With pictures removed, the data below should be returned exactly.

Dataset records
* * *

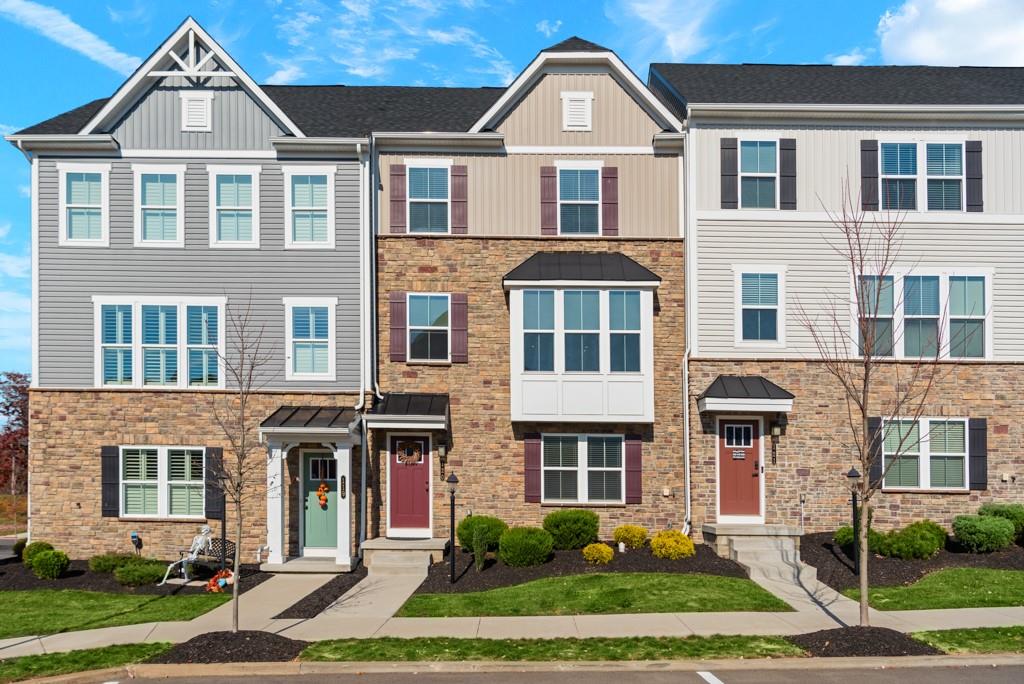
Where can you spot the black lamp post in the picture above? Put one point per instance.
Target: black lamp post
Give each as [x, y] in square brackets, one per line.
[453, 482]
[853, 479]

* * *

#### ANSWER BOX:
Where can you spot the black lamp post in the picture above? Put one point per instance.
Target: black lamp post
Give each as [x, y] in square brackets, one per line.
[453, 482]
[853, 479]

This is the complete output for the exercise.